> **Provided records**
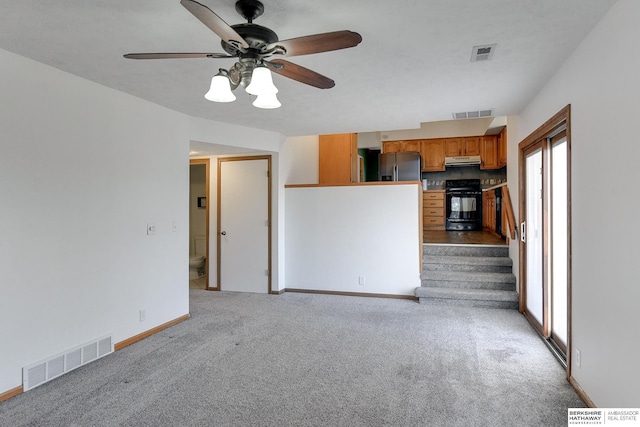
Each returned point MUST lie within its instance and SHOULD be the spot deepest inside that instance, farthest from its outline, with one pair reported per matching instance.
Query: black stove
---
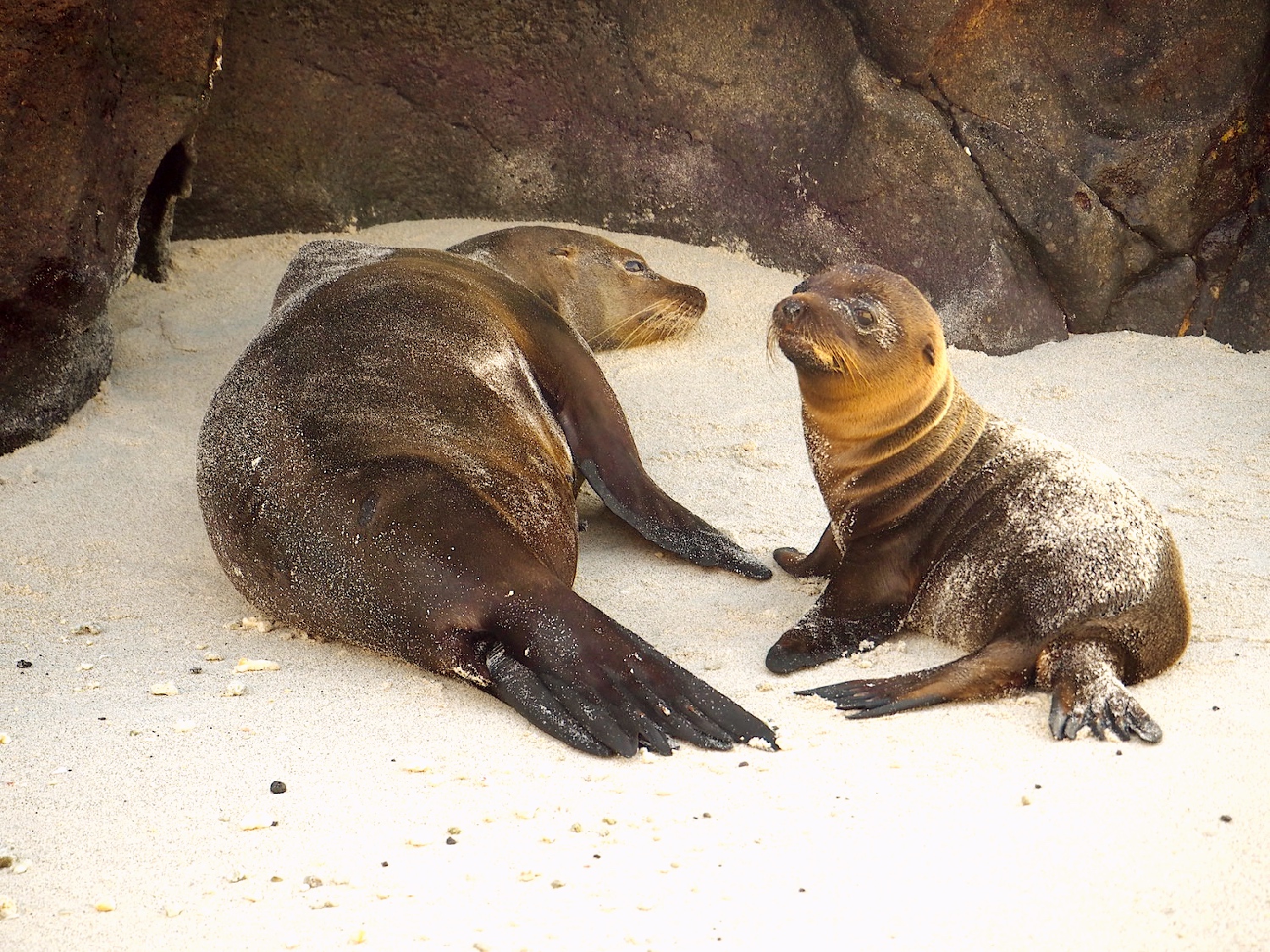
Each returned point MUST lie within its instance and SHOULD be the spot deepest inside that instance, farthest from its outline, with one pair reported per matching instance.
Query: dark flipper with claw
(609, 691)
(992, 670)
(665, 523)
...
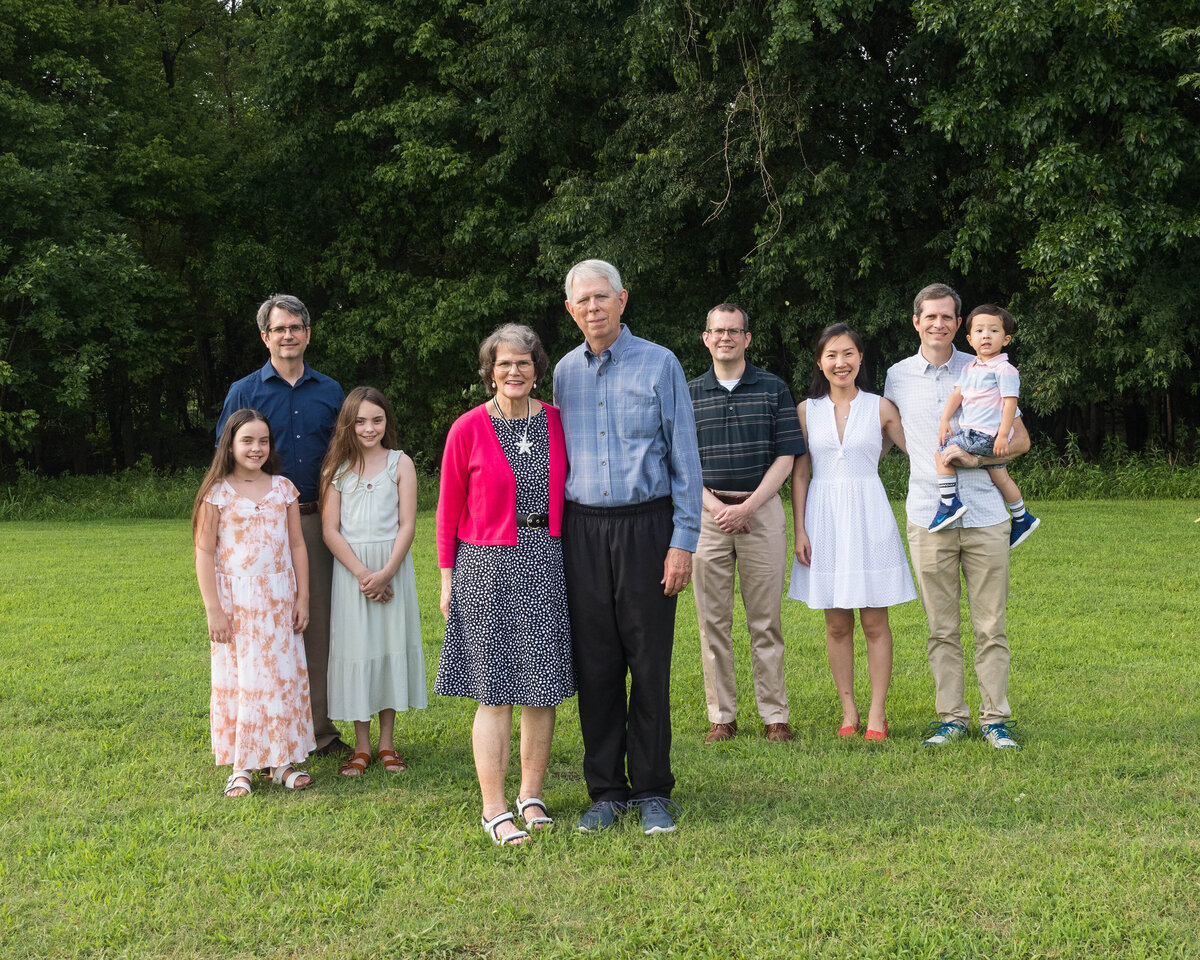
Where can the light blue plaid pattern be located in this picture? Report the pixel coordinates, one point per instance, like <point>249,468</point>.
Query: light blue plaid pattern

> **Work order**
Whenever "blue" occurs in a line above, copy that line.

> **Result of this task**
Where can the light blue plaid pattern be located in this picture? Report the pixel coordinates, one point per instance, like <point>249,468</point>.
Query: light blue plaid pattern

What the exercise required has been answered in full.